GIVEN PROBLEM: Write out all of the lines below, exactly and completely.

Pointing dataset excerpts
----

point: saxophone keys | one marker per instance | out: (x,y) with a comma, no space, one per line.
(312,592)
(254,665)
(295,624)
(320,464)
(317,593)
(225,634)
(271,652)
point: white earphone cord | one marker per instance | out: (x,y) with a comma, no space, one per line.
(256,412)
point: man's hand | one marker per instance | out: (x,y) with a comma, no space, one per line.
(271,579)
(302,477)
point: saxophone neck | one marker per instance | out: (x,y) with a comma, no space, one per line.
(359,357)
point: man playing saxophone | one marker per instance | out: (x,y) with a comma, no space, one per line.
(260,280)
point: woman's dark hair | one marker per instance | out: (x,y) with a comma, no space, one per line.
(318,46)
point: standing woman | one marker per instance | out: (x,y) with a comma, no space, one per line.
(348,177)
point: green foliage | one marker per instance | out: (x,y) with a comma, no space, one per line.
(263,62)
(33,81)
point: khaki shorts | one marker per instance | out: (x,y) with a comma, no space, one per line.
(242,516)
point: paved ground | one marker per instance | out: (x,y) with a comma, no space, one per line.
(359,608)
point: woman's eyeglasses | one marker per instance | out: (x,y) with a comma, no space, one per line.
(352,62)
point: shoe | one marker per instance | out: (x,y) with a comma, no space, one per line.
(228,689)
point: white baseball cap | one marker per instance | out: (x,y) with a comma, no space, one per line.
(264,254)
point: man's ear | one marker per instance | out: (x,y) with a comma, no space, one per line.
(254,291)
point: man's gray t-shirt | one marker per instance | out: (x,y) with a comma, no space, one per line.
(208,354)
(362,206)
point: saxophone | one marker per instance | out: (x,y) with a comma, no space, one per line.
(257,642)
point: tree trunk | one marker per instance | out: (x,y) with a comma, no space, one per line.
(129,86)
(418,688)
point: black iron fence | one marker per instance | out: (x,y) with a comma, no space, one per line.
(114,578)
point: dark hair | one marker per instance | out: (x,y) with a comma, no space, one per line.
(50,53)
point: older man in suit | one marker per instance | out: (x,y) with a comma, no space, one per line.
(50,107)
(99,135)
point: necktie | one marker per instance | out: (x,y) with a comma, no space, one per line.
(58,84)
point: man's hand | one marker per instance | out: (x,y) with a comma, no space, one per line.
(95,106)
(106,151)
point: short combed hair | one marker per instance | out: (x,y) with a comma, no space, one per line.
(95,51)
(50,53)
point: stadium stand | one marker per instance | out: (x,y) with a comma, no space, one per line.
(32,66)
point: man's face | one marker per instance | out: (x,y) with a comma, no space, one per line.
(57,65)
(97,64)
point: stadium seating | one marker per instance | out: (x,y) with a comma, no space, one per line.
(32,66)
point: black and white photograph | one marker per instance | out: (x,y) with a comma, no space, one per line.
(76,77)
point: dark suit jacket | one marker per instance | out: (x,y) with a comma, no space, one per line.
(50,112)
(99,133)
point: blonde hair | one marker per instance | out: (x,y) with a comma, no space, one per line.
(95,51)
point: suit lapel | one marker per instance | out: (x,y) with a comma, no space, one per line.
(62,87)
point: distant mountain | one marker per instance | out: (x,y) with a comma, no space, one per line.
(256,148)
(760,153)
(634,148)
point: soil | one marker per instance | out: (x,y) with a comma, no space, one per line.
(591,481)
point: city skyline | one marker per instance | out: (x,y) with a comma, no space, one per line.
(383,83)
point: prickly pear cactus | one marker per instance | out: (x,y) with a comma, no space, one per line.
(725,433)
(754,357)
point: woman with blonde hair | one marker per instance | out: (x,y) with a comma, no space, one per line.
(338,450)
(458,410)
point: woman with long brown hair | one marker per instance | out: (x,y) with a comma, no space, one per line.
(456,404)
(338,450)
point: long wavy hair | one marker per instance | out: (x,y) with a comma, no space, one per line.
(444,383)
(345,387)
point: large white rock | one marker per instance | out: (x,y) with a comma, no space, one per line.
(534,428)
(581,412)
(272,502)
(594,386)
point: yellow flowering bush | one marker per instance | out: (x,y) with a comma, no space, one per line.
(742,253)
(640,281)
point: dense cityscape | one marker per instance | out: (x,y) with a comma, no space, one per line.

----

EXERCISE ANSWER:
point: saxophone keys | one marker per instance | out: (x,y) with a comma, no space, one per line.
(312,592)
(254,665)
(295,624)
(320,464)
(317,593)
(225,634)
(271,652)
point: white earphone cord | one marker per instance | out: (x,y) with a comma, no space, one per line.
(256,412)
point: man's hand | one marker per instance | out: (x,y) with a comma, no space, one per line.
(271,579)
(302,477)
point: saxophone neck | one marker per instance | out: (x,y) with a comma, no space, one per line.
(359,357)
point: man playing saxophone | one marker per instance | out: (x,y) with a comma, no space, one per line.
(260,280)
point: woman's dark hair | one marker per instance | out: (x,y) with a comma, no space, one per line.
(318,46)
point: standing woman | one marker per instance | out: (x,y) with a comma, no space, one per line.
(348,177)
point: green foliage | one marker per instance | out: (x,y) with a comma, no space, one per line.
(263,62)
(33,81)
point: khaki shorts | one marker per instance | out: (x,y) with a comma, no space, one per line.
(242,516)
point: paved ground | one marker per instance | out: (x,y) with a comma, no space, one per line.
(359,608)
point: woman's eyeglasses | one marker per instance | out: (x,y) with a comma, no space, one per line.
(352,62)
point: shoe | one marker per instance | out: (x,y) with a comma, no space, one per line.
(228,689)
point: white baseball cap | one marker per instance | out: (x,y) with a comma, no space, one per line.
(264,254)
point: man's ear | one marker per instance | out: (x,y) with a comma, no space, one per line.
(254,291)
point: man's gray t-shirt | one marker per instance | out: (x,y) with a comma, no space, one per line.
(208,354)
(362,206)
point: saxophone | one marker per instance | out: (x,y) with a comma, no space, one per line.
(257,642)
point: tree trunk | one marker per instance | out: (x,y) with a comma, no space, one per line.
(129,86)
(418,688)
point: black iron fence | one marker per instance | out: (x,y) with a comma, no space, one per line.
(114,578)
point: dark hair | one marker per instance | out: (x,y) with a comma, no space, one per line.
(50,53)
point: older man in suit | one marker per instance | out: (x,y) with a comma, no space, one per line.
(50,107)
(99,135)
point: necktie | one marker per instance | out: (x,y) with a comma, no space, one per line.
(58,84)
point: man's hand | one marker per instance | out: (x,y) with a comma, no space, one per line.
(95,106)
(106,151)
point: short combed hair | one marker per instance | out: (x,y) with a comma, no space, one per line.
(95,51)
(50,53)
point: stadium stand | one marker per instance | out: (x,y) with a comma, no space, one per line.
(32,66)
point: man's face | one marker per instance | out: (x,y) with a comma, no space, one per line.
(57,65)
(97,64)
point: stadium seating | one marker per instance | out: (x,y) with a comma, no space, one per line.
(32,66)
point: black and white photograph | one marker per instance | out: (x,y) with a comma, no space, one per line.
(76,77)
point: dark suit jacket | one marker per instance | out: (x,y) with a comma, no space, one per line.
(50,112)
(99,133)
point: blonde hair | one marker per instance | out: (x,y) with a comma, no space, one per line.
(95,51)
point: suit lapel | one marker per instance | out: (x,y) with a comma, no space, one per line.
(62,87)
point: distant mountain | one marker per instance | out: (x,y) with a comma, no space, one per line.
(256,148)
(760,153)
(634,148)
point: soil | one marker per instance | out: (x,y) with a comma, no space, one per line.
(591,481)
point: city skyline | one marker per instance | out: (x,y) with a comma, no space, one per line.
(383,83)
point: prickly pear cactus | one marker per instance | out: (x,y) with a comma, no space, one per line.
(725,433)
(754,357)
point: woman with blonde hair | one marker per instance | out: (x,y) with a comma, no space, one per line.
(338,450)
(458,410)
point: woman with long brown hair | one marker per instance | out: (x,y) with a comma, no space, one per line.
(456,404)
(338,450)
point: long wavy hair | one marker per instance | out: (x,y) with a comma, no space, one per line.
(444,383)
(345,387)
point: large white rock | one marker per instance | out: (x,y) with a comma, no space, one per line.
(534,428)
(581,412)
(272,502)
(594,386)
point: yellow flowering bush | one marker per instance | out: (x,y) with a comma, no space, one per line.
(742,253)
(640,281)
point: dense cityscape | one marker per instance | out: (x,y) with a comma, no space, one per line.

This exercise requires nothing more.